(Records to process Opens)

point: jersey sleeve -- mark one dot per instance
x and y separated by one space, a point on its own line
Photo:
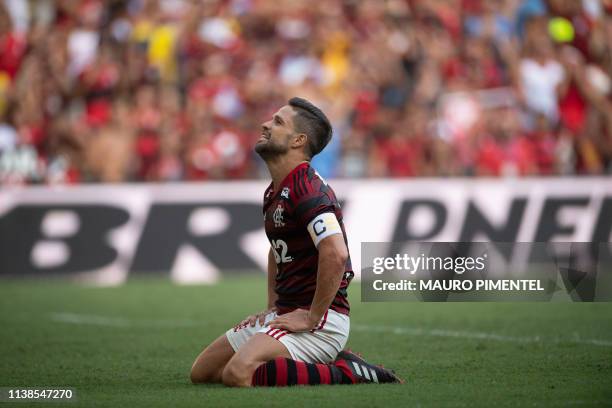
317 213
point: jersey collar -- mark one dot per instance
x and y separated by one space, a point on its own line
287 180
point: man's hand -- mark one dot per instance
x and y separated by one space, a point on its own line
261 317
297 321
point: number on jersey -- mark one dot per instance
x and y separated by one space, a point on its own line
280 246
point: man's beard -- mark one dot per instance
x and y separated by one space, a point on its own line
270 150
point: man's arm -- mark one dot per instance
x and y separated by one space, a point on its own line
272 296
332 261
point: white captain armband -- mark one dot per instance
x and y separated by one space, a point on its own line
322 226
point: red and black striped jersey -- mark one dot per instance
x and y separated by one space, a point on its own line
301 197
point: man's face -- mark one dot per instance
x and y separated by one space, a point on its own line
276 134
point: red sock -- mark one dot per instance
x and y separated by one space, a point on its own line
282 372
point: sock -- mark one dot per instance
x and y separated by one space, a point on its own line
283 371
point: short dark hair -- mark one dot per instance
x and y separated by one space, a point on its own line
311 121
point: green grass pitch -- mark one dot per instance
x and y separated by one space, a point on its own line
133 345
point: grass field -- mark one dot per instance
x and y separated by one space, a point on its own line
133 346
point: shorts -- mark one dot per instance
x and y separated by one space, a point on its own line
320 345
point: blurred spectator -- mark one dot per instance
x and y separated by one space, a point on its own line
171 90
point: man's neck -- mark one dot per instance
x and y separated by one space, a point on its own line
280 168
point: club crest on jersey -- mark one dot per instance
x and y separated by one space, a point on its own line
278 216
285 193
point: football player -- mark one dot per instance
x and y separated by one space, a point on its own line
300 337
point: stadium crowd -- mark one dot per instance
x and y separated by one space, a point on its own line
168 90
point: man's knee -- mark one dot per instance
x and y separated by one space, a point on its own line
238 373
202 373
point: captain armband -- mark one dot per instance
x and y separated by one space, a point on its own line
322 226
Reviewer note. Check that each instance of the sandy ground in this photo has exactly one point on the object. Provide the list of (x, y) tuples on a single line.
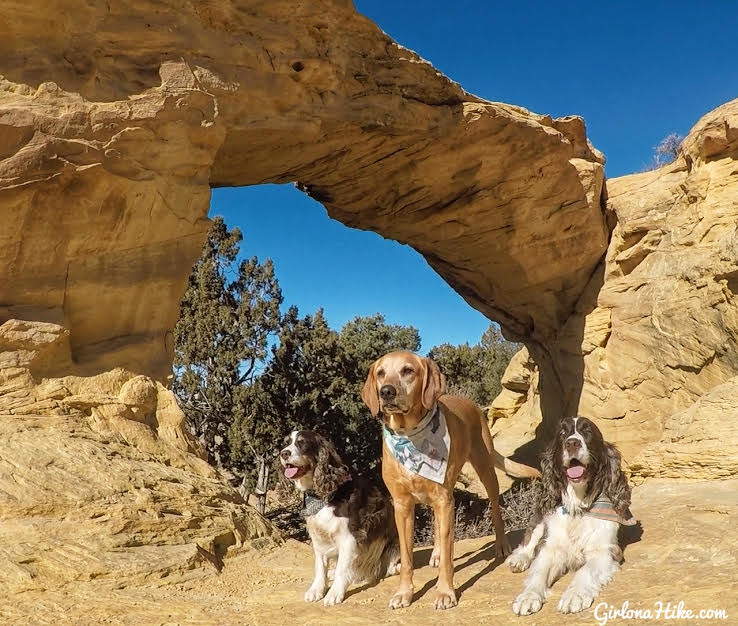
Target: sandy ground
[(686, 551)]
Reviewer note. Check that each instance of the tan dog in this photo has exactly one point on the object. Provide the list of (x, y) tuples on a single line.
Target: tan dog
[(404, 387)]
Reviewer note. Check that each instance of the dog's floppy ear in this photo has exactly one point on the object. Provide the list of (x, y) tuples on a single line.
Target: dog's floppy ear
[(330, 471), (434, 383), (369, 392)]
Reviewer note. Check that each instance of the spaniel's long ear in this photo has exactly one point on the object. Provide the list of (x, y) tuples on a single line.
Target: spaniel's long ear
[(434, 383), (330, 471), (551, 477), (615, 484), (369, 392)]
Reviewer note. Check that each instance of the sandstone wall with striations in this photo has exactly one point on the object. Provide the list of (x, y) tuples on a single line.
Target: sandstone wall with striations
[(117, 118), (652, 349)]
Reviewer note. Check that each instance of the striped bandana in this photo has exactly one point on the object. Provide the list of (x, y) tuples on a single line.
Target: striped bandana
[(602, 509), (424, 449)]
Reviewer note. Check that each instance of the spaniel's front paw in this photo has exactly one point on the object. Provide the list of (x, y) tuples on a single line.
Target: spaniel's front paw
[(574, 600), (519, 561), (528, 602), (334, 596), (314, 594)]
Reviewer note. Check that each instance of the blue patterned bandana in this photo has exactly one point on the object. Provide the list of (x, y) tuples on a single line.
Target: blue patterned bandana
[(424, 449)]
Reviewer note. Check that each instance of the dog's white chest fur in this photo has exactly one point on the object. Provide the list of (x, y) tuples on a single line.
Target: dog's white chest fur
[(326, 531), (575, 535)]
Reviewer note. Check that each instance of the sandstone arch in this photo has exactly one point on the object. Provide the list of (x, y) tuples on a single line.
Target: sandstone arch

(Records to process Closes)
(Records to process Opens)

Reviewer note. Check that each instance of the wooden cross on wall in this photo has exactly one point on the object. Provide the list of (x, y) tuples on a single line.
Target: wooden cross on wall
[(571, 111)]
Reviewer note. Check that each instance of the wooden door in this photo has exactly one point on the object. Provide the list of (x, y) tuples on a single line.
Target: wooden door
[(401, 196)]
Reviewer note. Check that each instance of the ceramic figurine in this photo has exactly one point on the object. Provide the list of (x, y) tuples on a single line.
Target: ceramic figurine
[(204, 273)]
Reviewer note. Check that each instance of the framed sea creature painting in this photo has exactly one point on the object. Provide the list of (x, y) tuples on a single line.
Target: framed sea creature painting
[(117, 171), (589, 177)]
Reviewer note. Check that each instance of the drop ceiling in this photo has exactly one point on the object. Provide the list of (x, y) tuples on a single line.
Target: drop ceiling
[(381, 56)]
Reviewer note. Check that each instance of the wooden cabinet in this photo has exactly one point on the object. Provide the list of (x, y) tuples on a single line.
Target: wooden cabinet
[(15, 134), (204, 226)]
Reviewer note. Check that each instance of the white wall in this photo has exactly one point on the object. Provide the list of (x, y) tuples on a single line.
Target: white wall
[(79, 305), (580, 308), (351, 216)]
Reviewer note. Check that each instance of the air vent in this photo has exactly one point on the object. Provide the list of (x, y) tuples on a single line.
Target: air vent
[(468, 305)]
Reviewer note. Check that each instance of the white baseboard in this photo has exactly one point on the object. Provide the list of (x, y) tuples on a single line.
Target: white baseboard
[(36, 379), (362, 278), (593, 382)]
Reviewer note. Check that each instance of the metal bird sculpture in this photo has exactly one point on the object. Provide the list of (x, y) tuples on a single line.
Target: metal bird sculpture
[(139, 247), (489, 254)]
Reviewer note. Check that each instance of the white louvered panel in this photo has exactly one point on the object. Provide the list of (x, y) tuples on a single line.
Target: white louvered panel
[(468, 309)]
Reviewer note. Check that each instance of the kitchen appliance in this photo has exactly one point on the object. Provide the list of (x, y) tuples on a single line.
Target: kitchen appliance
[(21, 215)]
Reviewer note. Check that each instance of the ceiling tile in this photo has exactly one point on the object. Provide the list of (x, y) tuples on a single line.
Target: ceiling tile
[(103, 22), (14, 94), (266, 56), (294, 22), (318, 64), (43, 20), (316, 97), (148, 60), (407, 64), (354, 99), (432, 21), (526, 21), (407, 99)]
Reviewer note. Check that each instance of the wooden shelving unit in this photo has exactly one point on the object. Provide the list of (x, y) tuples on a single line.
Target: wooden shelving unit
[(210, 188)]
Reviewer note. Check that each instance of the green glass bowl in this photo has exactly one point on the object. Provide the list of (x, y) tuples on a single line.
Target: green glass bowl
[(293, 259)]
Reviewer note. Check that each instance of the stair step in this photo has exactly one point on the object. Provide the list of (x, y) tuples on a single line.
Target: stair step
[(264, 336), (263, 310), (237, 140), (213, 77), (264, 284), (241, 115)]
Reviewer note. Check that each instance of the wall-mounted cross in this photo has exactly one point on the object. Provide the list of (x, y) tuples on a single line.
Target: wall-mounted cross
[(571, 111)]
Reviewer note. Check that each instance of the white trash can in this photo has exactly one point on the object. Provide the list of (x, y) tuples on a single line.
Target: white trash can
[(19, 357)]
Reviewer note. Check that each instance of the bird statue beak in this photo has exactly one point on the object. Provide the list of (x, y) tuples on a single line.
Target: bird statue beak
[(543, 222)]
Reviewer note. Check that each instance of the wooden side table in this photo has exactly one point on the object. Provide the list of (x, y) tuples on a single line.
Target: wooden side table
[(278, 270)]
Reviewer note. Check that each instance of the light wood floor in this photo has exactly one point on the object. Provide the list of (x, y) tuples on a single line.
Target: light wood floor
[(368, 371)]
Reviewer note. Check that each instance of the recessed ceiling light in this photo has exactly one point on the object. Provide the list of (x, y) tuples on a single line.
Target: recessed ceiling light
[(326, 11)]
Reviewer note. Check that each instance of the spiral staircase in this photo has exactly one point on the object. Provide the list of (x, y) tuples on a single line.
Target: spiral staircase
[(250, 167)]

(Records to process Closes)
(Records to process Opens)

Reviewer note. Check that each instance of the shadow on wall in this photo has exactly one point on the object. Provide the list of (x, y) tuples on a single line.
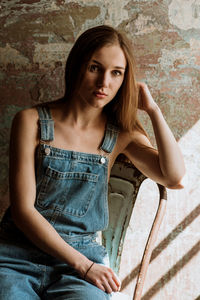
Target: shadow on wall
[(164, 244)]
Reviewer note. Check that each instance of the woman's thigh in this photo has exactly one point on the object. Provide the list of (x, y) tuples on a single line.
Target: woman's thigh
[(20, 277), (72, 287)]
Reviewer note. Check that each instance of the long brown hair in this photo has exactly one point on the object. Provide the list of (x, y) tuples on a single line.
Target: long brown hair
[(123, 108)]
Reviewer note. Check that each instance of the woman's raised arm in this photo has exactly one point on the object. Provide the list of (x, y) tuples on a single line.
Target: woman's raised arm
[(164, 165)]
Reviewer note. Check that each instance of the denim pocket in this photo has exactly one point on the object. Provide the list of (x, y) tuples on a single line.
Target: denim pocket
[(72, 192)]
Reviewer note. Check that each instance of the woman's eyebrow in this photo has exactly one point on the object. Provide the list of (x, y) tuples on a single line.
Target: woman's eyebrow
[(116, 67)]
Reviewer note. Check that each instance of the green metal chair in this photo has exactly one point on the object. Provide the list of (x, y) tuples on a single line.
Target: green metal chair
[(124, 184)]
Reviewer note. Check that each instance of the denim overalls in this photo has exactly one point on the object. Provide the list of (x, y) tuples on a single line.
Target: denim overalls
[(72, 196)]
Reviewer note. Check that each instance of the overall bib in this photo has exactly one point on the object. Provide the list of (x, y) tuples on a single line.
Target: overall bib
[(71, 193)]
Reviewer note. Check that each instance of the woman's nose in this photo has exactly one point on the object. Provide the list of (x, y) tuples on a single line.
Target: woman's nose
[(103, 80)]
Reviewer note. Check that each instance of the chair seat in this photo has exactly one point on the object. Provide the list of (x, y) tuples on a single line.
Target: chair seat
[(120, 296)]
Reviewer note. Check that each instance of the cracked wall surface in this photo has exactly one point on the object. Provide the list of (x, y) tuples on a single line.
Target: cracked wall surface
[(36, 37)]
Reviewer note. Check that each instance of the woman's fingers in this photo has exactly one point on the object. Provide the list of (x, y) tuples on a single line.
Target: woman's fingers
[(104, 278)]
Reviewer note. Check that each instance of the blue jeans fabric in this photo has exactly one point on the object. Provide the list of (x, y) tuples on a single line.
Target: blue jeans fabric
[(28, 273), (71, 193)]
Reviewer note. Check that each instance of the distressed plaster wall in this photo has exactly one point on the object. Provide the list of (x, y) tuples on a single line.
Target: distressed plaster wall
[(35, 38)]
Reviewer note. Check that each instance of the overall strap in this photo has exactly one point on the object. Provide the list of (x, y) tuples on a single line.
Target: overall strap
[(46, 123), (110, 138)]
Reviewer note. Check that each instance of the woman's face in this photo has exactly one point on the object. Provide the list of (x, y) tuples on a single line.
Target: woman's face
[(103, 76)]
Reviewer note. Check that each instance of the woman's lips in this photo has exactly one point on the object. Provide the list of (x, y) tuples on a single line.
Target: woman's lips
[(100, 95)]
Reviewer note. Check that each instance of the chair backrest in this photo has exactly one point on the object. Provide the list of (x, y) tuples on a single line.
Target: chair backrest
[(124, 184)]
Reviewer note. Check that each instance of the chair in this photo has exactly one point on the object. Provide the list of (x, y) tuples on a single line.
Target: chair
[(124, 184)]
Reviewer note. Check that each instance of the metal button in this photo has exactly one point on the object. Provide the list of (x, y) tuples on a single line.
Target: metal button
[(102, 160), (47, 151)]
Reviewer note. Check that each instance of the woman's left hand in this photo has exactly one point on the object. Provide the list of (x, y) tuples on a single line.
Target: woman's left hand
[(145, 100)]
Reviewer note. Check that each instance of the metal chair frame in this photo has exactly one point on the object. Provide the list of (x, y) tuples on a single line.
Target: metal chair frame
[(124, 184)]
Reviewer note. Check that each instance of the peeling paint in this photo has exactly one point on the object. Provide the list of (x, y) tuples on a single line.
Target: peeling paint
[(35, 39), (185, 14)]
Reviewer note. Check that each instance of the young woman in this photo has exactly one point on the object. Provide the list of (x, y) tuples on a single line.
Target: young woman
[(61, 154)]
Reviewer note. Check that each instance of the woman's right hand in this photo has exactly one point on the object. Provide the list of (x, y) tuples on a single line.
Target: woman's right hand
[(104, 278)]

(Records to process Closes)

» **Task description**: Scan the data above and copy each line containing the word "captain".

» **Answer**:
point: white captain armband -- mark one dot per instance
point: captain armband -- mark one dot per instance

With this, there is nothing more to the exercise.